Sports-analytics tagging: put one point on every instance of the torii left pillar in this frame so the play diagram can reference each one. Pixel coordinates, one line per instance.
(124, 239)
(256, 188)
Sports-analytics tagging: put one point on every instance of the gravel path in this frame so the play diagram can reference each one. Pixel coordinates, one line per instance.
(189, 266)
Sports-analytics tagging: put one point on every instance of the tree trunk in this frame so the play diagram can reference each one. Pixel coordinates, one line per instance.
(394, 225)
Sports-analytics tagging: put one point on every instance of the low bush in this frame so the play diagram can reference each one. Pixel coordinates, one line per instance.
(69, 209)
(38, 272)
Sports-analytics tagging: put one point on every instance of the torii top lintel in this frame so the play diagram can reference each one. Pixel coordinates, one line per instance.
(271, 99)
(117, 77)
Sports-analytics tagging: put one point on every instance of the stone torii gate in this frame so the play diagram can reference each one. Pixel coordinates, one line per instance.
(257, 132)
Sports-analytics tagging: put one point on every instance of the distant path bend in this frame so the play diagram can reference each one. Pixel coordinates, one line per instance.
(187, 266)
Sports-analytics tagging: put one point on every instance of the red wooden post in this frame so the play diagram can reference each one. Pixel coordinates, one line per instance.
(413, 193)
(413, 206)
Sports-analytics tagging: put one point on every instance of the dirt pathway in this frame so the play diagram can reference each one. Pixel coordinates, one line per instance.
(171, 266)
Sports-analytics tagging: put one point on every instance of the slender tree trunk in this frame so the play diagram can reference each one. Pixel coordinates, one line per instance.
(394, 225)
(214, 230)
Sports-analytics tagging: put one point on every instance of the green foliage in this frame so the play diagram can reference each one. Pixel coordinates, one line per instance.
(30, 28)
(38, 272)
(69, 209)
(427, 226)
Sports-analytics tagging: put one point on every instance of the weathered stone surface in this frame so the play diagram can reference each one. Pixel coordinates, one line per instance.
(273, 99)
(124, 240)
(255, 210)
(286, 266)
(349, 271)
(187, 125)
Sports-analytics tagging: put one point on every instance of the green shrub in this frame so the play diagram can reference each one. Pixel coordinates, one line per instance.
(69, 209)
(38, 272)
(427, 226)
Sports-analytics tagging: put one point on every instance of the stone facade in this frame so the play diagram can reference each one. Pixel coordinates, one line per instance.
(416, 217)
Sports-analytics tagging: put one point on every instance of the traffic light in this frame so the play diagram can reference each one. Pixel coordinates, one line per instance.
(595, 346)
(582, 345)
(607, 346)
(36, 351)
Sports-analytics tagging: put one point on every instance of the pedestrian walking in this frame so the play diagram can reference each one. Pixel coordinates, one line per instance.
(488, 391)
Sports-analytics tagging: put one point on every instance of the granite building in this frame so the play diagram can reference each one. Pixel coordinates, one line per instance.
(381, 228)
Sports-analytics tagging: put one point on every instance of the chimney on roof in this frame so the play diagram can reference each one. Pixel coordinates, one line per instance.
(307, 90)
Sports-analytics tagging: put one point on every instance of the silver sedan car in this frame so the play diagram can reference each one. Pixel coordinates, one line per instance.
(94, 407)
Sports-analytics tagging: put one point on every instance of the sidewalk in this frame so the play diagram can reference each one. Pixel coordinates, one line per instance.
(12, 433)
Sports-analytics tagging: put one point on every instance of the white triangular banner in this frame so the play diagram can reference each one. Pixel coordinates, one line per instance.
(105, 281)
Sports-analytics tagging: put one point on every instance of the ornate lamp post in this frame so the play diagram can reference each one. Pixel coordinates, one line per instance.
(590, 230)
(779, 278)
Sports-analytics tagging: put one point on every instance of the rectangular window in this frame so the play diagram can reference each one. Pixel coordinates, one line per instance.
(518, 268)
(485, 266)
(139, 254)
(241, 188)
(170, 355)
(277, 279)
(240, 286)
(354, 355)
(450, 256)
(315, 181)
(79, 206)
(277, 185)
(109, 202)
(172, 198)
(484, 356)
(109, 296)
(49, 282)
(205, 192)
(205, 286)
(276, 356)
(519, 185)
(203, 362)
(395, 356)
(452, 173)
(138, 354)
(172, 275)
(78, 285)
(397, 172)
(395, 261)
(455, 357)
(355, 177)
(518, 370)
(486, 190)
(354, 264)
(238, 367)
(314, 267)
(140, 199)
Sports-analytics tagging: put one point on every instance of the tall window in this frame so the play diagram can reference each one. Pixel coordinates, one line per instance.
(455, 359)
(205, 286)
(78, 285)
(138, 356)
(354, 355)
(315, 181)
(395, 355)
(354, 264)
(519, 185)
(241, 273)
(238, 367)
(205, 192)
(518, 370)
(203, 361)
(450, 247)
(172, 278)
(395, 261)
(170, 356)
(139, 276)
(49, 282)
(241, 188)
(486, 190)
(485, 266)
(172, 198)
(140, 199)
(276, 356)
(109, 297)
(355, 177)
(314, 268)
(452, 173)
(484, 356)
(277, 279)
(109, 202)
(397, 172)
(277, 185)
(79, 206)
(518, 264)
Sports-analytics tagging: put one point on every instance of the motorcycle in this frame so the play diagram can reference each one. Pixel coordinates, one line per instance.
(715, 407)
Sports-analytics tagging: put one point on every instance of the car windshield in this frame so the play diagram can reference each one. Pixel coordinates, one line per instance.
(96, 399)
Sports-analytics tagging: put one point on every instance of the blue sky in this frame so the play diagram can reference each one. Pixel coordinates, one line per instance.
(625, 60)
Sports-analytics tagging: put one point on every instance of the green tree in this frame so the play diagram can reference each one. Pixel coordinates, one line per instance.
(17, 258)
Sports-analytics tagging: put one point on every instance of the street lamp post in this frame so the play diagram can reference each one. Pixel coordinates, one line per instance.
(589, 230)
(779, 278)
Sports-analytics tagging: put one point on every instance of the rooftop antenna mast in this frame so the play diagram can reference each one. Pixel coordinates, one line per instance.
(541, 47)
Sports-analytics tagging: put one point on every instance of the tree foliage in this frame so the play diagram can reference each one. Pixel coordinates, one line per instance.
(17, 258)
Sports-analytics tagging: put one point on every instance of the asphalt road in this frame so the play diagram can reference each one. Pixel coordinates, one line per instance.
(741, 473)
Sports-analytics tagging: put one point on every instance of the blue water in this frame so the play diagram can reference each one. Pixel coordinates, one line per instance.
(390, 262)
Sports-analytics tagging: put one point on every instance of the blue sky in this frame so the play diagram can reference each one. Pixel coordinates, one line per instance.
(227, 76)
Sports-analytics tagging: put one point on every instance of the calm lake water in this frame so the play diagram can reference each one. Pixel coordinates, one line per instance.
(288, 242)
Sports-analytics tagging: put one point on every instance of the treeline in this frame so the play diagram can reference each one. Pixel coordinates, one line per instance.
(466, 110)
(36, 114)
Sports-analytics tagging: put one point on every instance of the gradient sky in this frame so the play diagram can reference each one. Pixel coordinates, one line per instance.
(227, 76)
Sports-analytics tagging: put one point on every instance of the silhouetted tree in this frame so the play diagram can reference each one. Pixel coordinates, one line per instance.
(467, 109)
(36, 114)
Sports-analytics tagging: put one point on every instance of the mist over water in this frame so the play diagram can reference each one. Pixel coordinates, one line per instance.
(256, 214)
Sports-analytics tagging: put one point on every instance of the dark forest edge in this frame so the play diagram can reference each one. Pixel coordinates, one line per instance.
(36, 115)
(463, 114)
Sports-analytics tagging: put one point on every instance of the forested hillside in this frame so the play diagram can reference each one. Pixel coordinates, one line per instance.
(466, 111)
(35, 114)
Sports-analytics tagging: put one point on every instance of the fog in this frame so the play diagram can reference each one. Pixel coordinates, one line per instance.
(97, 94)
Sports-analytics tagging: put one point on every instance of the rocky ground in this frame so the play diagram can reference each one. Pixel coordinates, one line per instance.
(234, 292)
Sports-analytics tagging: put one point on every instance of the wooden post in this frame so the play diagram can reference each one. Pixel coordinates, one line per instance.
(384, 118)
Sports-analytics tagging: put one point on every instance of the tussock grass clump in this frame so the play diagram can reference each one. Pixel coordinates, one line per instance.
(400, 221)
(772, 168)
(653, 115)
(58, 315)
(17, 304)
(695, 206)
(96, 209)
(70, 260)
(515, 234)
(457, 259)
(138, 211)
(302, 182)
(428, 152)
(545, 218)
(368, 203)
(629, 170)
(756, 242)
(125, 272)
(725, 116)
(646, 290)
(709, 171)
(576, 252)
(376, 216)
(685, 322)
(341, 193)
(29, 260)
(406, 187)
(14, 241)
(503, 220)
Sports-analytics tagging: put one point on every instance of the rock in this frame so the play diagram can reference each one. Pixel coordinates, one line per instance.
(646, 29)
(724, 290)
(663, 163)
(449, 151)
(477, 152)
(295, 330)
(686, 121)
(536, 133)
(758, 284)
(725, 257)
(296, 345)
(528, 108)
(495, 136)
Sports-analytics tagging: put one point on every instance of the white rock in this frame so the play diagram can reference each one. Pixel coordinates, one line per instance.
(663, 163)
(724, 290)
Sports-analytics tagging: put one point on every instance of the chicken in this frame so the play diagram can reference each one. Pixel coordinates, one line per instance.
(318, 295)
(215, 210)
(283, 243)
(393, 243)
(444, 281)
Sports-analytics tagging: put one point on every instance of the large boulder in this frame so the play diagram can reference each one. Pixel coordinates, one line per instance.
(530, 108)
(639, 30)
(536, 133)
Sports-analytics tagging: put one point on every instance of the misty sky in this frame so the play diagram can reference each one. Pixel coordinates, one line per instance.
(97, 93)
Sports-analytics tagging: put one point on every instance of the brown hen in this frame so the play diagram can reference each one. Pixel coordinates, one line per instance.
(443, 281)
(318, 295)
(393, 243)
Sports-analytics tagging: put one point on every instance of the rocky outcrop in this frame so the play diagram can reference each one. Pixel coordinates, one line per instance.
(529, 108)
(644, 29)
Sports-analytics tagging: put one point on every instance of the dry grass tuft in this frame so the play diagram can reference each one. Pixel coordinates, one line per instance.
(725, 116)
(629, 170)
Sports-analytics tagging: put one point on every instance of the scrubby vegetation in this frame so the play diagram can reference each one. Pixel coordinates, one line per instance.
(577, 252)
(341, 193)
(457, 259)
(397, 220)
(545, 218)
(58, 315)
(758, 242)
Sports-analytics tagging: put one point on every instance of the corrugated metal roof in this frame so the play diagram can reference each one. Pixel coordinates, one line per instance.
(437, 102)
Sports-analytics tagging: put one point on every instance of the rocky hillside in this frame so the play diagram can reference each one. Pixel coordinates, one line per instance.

########################################

• _BRIEF_:
Your answer must be the line that contains "of the scrubby" and every line after it to the end of the records, reproduced exactly.

• _OUTPUT BELOW_:
Sports-analytics tagging: put one point on every instance of the scrubby vegetation in this frame so the play diagram can reference each one. Pixel coordinates, one line per instance.
(577, 252)
(341, 193)
(457, 259)
(397, 220)
(545, 218)
(58, 315)
(758, 242)
Sports-analytics tagging: put one point on every instance of the corrugated metal roof in this frame so the play diagram can reference each one. Pixel coordinates, one line per instance.
(437, 102)
Sports-analytics tagging: put one point on every instance of the rocky hillside in this frame so the play diagram can reference each one. Pixel coordinates, one line per instance.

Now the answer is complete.